Curing ‘Nature-deficit Disorder’
08 July 2016
As life becomes busier and more chaotic, as we lose more open space to the development machine, as we get more and more absorbed into electronic media, we are losing our connection with nature.
Author of bestselling books Last Child in the Woods and The Nature Principle Richard Louv coined the term ‘Nature-Deficit Disorder’ to describe the loss of connection people increasingly have with the natural world. Louv argues that nature-deficit disorder affects “health, spiritual well-being, and many other areas including (people’s) ability to feel ultimately alive.”
So many of us continue to seek living environments in high density, manufactured housing estates. Large homes on small blocks of land with thousands of like-minded others. An endless horizon of rooftops.
While living in the Hawkesbury can mean longer commutes to work, it also means greater access to stunning natural environments; crisp, clean air; waking to the sound of birdsongs. If you’re lucky enough to own a property backing onto a nature reserve – like the home we currently have on the market in East Kurrajong – it also means glorious sunsets overlooking untouched bushland.

* * *

* **Activities**
• A. In the nature-deficit article, copy the passage from "While living in" to "overlooking untouched bushland.", but swap "bushland" for "forest".
• B. List each "as" clause in the opening sentence of the nature-deficit article.

* **Data below**
* * *

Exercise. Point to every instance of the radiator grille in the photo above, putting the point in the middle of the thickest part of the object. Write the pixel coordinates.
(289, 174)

* * *

* **Answers provided**
• A.
While living in the Hawkesbury can mean longer commutes to work, it also means greater access to stunning natural environments; crisp, clean air; waking to the sound of birdsongs. If you’re lucky enough to own a property backing onto a nature reserve – like the home we currently have on the market in East Kurrajong – it also means glorious sunsets overlooking untouched forest.

• B.
- Life becomes busier and more chaotic.
- We lose more open space to the development machine.
- We get more and more absorbed into electronic media.